## start INFORMATION GIVEN

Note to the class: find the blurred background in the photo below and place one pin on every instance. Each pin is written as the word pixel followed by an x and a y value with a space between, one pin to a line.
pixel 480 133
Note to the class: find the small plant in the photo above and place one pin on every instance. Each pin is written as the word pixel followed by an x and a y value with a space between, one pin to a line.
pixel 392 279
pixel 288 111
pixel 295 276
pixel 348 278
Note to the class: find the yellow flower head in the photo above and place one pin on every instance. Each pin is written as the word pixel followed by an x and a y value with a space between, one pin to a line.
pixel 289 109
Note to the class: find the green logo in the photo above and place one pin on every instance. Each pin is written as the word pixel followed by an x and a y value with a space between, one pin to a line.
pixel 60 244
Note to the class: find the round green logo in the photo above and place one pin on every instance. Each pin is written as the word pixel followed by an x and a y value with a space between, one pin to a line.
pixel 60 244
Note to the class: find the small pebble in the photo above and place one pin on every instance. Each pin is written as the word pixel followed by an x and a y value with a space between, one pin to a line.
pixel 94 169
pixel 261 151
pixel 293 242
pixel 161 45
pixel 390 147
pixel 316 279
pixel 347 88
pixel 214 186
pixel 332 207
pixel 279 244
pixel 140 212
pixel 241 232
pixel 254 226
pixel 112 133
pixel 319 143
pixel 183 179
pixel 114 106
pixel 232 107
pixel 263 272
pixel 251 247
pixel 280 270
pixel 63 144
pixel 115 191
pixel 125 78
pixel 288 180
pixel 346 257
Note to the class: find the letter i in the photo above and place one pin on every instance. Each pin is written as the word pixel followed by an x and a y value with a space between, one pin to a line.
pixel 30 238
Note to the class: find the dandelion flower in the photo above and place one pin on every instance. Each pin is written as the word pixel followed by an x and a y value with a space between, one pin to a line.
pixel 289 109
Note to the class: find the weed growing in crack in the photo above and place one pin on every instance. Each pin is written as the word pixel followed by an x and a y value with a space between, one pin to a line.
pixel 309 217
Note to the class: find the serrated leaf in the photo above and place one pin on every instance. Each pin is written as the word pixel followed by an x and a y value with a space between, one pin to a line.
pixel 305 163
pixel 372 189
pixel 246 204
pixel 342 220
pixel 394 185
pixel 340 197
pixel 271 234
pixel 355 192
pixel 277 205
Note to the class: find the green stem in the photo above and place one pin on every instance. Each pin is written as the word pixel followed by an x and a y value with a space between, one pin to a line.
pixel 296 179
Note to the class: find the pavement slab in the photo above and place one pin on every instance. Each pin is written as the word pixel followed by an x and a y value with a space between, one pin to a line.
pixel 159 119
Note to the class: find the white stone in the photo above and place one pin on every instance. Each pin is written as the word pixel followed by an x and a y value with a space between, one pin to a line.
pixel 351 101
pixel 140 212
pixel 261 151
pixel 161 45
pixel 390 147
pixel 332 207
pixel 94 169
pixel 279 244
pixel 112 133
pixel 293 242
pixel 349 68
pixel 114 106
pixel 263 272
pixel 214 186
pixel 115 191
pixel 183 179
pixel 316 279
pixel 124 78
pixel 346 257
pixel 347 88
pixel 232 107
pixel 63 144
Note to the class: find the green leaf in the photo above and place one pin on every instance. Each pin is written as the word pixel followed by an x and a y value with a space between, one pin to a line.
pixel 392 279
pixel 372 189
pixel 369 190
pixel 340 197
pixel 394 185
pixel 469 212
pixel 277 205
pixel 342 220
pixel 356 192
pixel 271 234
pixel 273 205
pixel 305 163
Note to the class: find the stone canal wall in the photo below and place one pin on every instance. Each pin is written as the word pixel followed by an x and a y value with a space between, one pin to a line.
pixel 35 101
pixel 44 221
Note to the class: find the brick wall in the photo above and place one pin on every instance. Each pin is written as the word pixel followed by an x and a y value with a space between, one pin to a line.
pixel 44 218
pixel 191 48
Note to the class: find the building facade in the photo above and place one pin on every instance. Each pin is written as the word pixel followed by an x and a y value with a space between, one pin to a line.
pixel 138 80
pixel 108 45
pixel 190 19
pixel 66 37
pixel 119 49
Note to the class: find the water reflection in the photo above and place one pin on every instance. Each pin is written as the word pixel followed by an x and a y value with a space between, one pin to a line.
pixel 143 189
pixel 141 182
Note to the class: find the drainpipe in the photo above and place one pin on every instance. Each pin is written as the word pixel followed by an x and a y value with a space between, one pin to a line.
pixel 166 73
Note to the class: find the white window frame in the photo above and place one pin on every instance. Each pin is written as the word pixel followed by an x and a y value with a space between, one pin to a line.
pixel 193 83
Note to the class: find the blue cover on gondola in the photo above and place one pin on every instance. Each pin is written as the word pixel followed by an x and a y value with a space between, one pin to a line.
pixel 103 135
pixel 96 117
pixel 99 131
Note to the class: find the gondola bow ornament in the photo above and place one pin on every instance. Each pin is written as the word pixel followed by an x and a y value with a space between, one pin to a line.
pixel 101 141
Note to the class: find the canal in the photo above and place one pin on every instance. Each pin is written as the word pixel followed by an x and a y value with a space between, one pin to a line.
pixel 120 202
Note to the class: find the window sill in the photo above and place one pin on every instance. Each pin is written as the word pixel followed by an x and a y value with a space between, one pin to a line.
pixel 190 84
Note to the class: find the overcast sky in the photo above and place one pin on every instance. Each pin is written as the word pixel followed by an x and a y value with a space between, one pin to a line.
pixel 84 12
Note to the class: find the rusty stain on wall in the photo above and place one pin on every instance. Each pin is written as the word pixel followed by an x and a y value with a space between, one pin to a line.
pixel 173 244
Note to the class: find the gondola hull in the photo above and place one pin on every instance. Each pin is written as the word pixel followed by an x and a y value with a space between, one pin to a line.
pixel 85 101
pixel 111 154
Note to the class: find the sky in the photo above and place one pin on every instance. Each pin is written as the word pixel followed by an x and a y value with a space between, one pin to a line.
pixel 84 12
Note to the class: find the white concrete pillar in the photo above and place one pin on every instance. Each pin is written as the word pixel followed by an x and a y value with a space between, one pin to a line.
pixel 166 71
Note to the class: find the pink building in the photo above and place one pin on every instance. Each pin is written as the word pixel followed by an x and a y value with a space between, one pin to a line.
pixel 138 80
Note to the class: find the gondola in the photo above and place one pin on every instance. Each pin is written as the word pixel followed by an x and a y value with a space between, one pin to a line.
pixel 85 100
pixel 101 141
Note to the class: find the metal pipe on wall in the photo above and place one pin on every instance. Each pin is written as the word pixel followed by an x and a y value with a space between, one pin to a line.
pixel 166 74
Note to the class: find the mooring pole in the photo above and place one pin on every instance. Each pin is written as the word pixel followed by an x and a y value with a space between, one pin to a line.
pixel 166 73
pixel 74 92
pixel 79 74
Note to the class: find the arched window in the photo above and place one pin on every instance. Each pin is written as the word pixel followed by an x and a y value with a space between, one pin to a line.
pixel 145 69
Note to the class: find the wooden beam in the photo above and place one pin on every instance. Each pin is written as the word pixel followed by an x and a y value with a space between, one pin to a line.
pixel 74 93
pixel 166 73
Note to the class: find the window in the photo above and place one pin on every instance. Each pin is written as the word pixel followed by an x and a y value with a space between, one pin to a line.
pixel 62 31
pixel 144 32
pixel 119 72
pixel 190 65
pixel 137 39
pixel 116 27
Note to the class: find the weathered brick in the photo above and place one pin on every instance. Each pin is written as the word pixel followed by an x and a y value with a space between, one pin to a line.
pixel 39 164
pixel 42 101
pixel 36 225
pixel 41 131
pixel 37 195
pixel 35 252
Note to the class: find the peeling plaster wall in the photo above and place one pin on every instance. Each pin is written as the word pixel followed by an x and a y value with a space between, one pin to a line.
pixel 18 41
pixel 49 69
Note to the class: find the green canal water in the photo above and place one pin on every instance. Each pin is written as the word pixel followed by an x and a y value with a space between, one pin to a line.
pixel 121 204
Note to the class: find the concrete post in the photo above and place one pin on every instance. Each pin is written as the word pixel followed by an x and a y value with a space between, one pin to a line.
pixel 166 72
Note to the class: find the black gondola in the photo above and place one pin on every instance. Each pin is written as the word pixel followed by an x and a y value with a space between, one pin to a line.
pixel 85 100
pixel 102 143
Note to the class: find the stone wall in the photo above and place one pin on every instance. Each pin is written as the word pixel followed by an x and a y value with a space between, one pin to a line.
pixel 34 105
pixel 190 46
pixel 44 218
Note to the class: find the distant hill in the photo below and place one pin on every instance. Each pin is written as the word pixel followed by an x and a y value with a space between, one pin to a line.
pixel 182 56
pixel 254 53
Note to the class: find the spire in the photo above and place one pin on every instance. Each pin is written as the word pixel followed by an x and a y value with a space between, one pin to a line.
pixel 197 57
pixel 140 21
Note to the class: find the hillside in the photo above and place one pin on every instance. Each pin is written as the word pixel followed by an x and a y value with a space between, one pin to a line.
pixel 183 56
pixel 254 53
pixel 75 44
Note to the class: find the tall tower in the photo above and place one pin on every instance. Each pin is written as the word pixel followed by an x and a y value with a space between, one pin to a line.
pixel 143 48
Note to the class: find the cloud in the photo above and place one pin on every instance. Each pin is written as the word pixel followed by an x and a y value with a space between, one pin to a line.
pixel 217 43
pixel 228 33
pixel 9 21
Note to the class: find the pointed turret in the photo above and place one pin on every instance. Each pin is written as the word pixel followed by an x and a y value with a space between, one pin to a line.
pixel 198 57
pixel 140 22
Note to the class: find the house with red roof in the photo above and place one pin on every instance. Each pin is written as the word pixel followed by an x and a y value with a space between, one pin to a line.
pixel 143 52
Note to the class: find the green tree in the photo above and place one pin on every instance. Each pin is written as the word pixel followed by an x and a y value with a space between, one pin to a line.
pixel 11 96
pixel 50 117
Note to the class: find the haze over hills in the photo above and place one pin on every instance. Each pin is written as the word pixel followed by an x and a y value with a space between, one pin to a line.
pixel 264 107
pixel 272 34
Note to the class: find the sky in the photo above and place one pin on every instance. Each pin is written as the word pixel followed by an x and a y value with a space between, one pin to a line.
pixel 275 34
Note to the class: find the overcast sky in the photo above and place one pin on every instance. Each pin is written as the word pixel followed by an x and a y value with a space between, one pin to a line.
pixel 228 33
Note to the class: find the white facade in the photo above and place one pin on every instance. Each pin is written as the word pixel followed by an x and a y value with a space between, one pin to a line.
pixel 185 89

## end INFORMATION GIVEN

Copy out word for word every line from the first one through the line containing "pixel 348 278", including both of those lines.

TASK ANSWER:
Note to the class: find the blurred background in the photo below and place one pin on every instance. Each pin is written as the word pixel followed by an x and a y value with a space between, one pin to a line.
pixel 480 133
Note to the class: find the small plant in the photo above and place one pin on every instance. Each pin is written as the word pixel followed by an x and a y value with a space between, one pin to a line.
pixel 392 279
pixel 288 111
pixel 295 276
pixel 348 278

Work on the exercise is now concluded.